• _Input records_
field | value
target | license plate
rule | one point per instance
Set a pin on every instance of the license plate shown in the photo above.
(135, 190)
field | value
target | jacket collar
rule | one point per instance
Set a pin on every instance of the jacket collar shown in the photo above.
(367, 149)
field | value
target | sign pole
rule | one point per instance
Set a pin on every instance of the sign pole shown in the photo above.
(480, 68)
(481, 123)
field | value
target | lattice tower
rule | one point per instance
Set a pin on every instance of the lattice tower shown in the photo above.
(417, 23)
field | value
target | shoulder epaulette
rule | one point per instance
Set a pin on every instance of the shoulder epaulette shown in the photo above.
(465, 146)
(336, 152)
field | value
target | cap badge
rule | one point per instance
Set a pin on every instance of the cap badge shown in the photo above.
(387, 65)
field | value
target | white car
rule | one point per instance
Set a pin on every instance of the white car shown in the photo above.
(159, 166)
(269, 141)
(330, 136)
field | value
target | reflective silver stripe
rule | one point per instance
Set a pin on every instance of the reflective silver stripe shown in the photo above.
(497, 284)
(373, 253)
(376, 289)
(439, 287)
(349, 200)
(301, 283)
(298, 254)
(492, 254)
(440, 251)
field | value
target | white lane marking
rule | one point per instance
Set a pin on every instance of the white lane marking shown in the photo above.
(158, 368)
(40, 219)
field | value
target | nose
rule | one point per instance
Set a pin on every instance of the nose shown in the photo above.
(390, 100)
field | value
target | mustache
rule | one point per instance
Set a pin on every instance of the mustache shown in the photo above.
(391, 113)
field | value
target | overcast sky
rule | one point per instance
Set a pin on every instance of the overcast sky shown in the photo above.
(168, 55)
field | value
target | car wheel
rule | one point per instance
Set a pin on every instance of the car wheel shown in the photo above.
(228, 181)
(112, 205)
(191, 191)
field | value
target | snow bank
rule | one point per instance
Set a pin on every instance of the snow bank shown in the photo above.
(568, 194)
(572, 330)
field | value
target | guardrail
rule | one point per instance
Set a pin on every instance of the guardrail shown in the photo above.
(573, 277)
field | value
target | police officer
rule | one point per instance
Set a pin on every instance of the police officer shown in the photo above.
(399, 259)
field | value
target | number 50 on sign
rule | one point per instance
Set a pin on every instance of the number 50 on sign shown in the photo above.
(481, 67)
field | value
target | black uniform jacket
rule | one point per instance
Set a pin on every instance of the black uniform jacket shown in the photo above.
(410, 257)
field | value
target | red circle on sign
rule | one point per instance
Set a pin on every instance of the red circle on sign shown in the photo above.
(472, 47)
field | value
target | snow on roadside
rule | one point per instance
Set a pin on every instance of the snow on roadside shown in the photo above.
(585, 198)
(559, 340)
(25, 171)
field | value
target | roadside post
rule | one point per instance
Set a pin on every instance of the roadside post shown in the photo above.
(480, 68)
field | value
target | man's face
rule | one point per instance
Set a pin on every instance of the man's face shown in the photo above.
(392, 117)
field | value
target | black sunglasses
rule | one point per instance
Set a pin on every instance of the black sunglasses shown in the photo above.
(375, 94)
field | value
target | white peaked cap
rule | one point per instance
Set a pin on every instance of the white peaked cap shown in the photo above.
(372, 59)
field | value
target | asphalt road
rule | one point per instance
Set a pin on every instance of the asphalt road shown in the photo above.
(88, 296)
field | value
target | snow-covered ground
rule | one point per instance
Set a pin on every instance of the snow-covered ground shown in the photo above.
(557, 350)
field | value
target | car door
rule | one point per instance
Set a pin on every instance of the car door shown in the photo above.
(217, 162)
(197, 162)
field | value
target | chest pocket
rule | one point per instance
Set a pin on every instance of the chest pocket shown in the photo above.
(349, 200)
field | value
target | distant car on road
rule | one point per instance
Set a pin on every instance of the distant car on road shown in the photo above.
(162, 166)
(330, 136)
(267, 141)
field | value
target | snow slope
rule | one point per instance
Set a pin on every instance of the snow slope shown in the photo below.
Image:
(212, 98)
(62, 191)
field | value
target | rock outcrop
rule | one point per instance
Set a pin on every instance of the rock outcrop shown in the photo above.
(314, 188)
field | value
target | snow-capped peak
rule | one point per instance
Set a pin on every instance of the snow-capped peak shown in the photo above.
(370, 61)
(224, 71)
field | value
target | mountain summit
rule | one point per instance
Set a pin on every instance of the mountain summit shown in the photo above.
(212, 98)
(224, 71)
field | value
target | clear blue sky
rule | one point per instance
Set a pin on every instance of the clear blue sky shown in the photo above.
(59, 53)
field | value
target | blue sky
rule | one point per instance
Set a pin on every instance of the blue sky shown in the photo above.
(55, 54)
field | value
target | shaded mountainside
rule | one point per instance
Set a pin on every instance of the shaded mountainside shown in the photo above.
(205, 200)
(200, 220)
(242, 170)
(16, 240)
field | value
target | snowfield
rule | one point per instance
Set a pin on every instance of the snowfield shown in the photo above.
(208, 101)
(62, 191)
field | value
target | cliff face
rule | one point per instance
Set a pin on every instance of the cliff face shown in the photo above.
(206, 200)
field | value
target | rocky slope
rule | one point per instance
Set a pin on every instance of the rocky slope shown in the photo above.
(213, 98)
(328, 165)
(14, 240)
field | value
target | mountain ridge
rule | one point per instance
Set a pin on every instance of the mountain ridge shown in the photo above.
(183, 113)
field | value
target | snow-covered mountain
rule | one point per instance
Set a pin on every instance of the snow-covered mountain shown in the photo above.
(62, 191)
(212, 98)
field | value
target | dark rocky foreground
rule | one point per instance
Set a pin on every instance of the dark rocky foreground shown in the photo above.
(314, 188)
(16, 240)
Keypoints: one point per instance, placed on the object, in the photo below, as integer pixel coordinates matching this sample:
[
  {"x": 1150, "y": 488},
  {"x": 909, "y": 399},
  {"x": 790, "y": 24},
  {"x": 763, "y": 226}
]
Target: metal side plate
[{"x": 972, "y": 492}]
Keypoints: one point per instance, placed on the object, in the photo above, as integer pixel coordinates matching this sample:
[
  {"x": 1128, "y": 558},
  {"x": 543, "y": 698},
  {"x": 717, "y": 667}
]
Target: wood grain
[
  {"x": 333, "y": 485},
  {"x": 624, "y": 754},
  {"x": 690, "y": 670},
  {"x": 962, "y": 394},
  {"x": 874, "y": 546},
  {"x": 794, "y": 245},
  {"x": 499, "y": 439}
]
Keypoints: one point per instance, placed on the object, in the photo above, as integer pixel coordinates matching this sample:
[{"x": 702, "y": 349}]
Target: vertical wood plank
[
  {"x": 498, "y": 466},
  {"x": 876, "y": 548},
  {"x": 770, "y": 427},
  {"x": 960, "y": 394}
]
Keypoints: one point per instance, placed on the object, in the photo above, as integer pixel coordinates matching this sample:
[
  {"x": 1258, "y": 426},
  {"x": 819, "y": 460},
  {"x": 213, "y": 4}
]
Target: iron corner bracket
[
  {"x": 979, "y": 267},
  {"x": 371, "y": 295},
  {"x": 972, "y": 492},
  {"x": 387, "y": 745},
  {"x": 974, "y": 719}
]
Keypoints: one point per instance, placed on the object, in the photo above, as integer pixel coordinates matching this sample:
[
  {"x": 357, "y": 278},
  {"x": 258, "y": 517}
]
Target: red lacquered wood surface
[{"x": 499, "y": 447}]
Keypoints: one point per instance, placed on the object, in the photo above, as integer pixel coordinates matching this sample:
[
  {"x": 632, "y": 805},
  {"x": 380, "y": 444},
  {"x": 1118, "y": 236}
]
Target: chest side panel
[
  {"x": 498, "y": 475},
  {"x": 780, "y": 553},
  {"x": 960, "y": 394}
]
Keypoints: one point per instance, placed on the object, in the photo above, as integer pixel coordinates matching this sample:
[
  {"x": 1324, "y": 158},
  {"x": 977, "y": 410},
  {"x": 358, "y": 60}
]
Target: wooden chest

• _What the task requires_
Print the records above exactly as they appear.

• _Expected answer_
field | value
target | license plate
rule | one point per instance
Set a pin on every instance of the license plate shown in the photo above.
(135, 190)
field | value
target | jacket collar
rule | one point per instance
Set a pin on every instance of the jacket collar shown in the photo above.
(367, 149)
field | value
target | sign pole
rule | one point per instance
Set a pin on every instance of the sign pole shown in the photo above.
(480, 68)
(481, 123)
field | value
target | lattice tower
rule | one point per instance
Set a pin on every instance of the lattice tower shown in the photo above.
(417, 23)
field | value
target | shoulder epaulette
rule | one point per instance
Set a pin on every instance of the shoulder epaulette shown in the photo above.
(465, 146)
(336, 152)
field | value
target | cap badge
rule | one point per instance
Set a pin on every instance of the cap badge shown in the photo above.
(387, 65)
field | value
target | white car
rule | one point per instance
Set a pin on every instance of the white car shown in the photo above.
(159, 166)
(269, 141)
(330, 136)
field | value
target | reflective silver stripe
rule | one point per instance
Set a pin on every instance of the reflective silver stripe shown in the photo above.
(497, 284)
(373, 253)
(376, 289)
(439, 287)
(349, 200)
(301, 283)
(298, 254)
(492, 254)
(440, 251)
field | value
target | white lane marking
rule | one point per instance
Set a pin on every instance of the white lane marking shown in the photo above.
(158, 368)
(40, 219)
field | value
target | nose
rule | one point per instance
Set a pin on every instance of the nose shown in the photo above.
(390, 100)
field | value
target | mustache
rule | one point per instance
Set a pin on every instance of the mustache shown in the photo above.
(391, 113)
field | value
target | overcast sky
rule | one point per instance
Set a pin on every instance of the overcast sky shown in the photo above.
(168, 55)
field | value
target | car wheel
rule | one point per instance
Set a pin on every instance of the car wheel shown in the photo above.
(228, 181)
(112, 205)
(191, 191)
field | value
target | snow bank
rule | one point per instance
Set a pin on every instance of the snow bank shown in the photo above.
(568, 194)
(572, 330)
field | value
target | guardrail
rule | one point per instance
Set a pin on every instance of the guardrail shown in the photo above.
(573, 277)
field | value
target | police officer
rule | one point per instance
Set a pin on every instance of the police officer shown in the photo above.
(399, 259)
field | value
target | number 50 on sign
rule | one point per instance
Set a pin on every instance of the number 50 on sign shown in the photo above.
(481, 67)
field | value
target | black uniform jacket
rule | one point per instance
Set a pin on every instance of the black uniform jacket shown in the photo above.
(410, 257)
field | value
target | red circle on sign
rule | one point per instance
Set a pin on every instance of the red circle on sign shown in the photo above.
(472, 47)
field | value
target | snow on roadside
rule | one point per instance
Set a pin on every instance of the snow on roadside shown in the photo above.
(585, 198)
(559, 340)
(25, 171)
field | value
target | roadside post
rule | one point per instance
Set a pin on every instance of the roadside post shown in the photo above.
(480, 68)
field | value
target | man's face
rule | one point per instance
Set a pin on every instance of the man's face shown in the photo above.
(392, 117)
field | value
target | black sunglasses
rule | one point per instance
Set a pin on every instance of the black sunglasses shown in the photo above.
(375, 94)
field | value
target | white peaked cap
rule | one point per instance
Set a pin on every instance of the white peaked cap shown in the photo above.
(372, 59)
field | value
target | asphalt road
rule | one point per instance
Set a pin on every instance of the asphalt road shown in the photo above.
(88, 296)
field | value
target | snow-covered ground
rule | one point per instance
Set a pin on every instance of the snow-covered ground shown in the photo above.
(557, 350)
field | value
target | car door
rule | one point per instance
Set a pin on every instance of the car door shown in the photo above.
(217, 162)
(197, 162)
field | value
target | chest pocket
rule | one point per instance
Set a pin on every instance of the chest pocket shown in the photo above.
(349, 200)
field | value
target | distant car on road
rule | one point per instance
Set a pin on every instance of the distant car on road shown in the photo above.
(162, 166)
(330, 136)
(267, 141)
field | value
target | snow slope
rule | one point per instance
Set a pin on every instance of the snow slope shown in the photo below.
Image:
(212, 98)
(62, 191)
field | value
target | rock outcrop
rule | one point per instance
Set a pin on every instance of the rock outcrop shown in the photo above.
(314, 188)
field | value
target | snow-capped peak
rule | one point per instance
Set a pin on every instance of the snow-capped peak shown in the photo above.
(370, 61)
(224, 71)
field | value
target | mountain summit
rule | one point per instance
Set a pin on every instance of the mountain summit shown in the photo above.
(212, 98)
(224, 71)
field | value
target | clear blue sky
rule | one point per instance
Set a pin on every instance of the clear blue sky shown in the photo above.
(59, 53)
field | value
target | blue sky
rule | one point per instance
Set a pin on every instance of the blue sky shown in the photo above.
(55, 54)
field | value
target | shaded mountainside
rule | one point per instance
Set a pin on every instance of the shaded mountainside shown in the photo above.
(205, 200)
(200, 220)
(242, 170)
(16, 240)
field | value
target | snowfield
rule | one point per instance
Set a pin on every instance of the snowfield shown in the photo above.
(208, 101)
(62, 191)
field | value
target | cliff face
rule | one point per instance
Set a pin on every instance of the cliff face shown in the photo above.
(206, 200)
field | value
target | rocky slope
rule | one point per instance
Set a pin on every instance of the rocky slope shown in the photo above.
(213, 98)
(328, 165)
(14, 240)
field | value
target | mountain ridge
rule | one point per instance
Set a pin on every instance of the mountain ridge shown in the photo above.
(183, 113)
field | value
target | snow-covered mountain
rule | one point per instance
Set a pin on every instance of the snow-covered mountain shown in the photo above.
(62, 191)
(212, 98)
field | value
target | dark rocky foreground
rule | one point per instance
Set a pin on every instance of the dark rocky foreground shown in the photo above.
(314, 188)
(16, 240)
Keypoints: one point per instance, placed on the object, in the photo below, as integer pixel coordinates matching this sample:
[
  {"x": 1150, "y": 488},
  {"x": 909, "y": 399},
  {"x": 790, "y": 24},
  {"x": 763, "y": 226}
]
Target: metal side plate
[{"x": 972, "y": 492}]
Keypoints: one point per instance, placed on the object, in the photo above, as integer pixel coordinates matching this sample:
[
  {"x": 1128, "y": 558},
  {"x": 543, "y": 698},
  {"x": 717, "y": 667}
]
Target: wood grain
[
  {"x": 333, "y": 485},
  {"x": 624, "y": 754},
  {"x": 690, "y": 670},
  {"x": 962, "y": 394},
  {"x": 874, "y": 546},
  {"x": 794, "y": 245},
  {"x": 499, "y": 439}
]
Keypoints: one point per instance, placed on the object, in the photo above, as integer pixel coordinates matching this sample:
[{"x": 702, "y": 349}]
Target: vertical wood plank
[
  {"x": 498, "y": 466},
  {"x": 876, "y": 548},
  {"x": 770, "y": 427},
  {"x": 960, "y": 394}
]
Keypoints: one point per instance, placed on the object, in the photo above, as integer pixel coordinates matching this sample:
[
  {"x": 1258, "y": 426},
  {"x": 819, "y": 460},
  {"x": 213, "y": 4}
]
Target: iron corner bracket
[
  {"x": 979, "y": 267},
  {"x": 371, "y": 295},
  {"x": 972, "y": 492},
  {"x": 387, "y": 745},
  {"x": 974, "y": 719}
]
Keypoints: one point per instance, placed on the object, in the photo above, as integer pixel coordinates matching this sample:
[
  {"x": 357, "y": 278},
  {"x": 258, "y": 517}
]
Target: red lacquered wood surface
[{"x": 499, "y": 447}]
Keypoints: one point per instance, placed on the object, in the photo above, as integer pixel coordinates matching this sample:
[
  {"x": 632, "y": 805},
  {"x": 380, "y": 444},
  {"x": 1118, "y": 236}
]
Target: chest side panel
[
  {"x": 498, "y": 475},
  {"x": 780, "y": 553},
  {"x": 960, "y": 394}
]
Keypoints: one point per instance, placed on the object, in the photo above, as integer pixel coordinates matching this sample:
[
  {"x": 1324, "y": 158},
  {"x": 977, "y": 410},
  {"x": 358, "y": 60}
]
Target: wooden chest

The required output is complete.